## PROBLEM DETAILS
How many lines of the records below contain the word "hair"? Answer with the number alone.

SUPPLIED RECORDS Start Marker

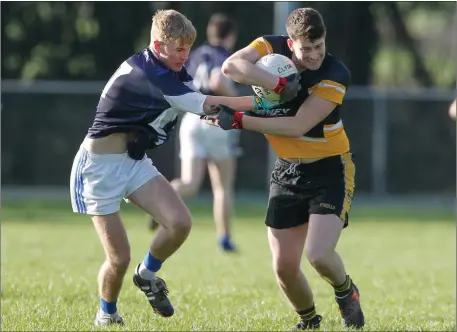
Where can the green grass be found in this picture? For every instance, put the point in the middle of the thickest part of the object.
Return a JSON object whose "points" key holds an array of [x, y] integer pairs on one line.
{"points": [[403, 262]]}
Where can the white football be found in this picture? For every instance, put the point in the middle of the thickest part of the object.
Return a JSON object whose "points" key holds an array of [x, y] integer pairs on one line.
{"points": [[275, 64]]}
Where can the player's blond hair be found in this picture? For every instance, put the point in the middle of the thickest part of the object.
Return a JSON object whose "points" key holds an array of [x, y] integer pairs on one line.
{"points": [[172, 26]]}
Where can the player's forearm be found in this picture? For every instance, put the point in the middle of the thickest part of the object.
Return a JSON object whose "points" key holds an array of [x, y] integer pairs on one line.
{"points": [[244, 72], [280, 126], [235, 103]]}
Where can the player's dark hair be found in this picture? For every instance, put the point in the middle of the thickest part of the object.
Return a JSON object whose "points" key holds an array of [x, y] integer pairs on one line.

SUPPLIED RECORDS End Marker

## ANSWER BOX
2